→ **TASK BRIEF**:
All of the data must be printed exactly; please include every line.

→ **RECORDS FOR THIS EXERCISE**:

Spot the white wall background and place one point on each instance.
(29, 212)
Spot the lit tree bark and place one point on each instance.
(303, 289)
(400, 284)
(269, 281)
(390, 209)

→ **RESPONSE AREA**:
Spot the white wall background and place one point on each instance.
(29, 212)
Spot the lit tree bark and place one point on each instance.
(303, 289)
(400, 284)
(269, 281)
(390, 209)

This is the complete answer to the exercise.